### Task directions:
Can you express all the data below as a numbered list, one line per number, with blank lines left out?

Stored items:
-- Start --

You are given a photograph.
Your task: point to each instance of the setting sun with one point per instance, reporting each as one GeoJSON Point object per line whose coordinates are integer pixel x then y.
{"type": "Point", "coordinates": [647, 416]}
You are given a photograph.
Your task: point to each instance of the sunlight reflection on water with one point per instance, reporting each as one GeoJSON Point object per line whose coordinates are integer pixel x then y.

-- End --

### Exercise output:
1. You are given a photograph.
2. Your task: point to each instance of the setting sun with one point per instance, reporting each as one GeoJSON Point object per line whose coordinates are integer pixel x then y.
3. {"type": "Point", "coordinates": [647, 416]}
4. You are given a photograph.
5. Your task: point to each instance of the sunlight reflection on water with one point per instance, reporting each as one GeoJSON Point object per line whose coordinates are integer pixel x then y.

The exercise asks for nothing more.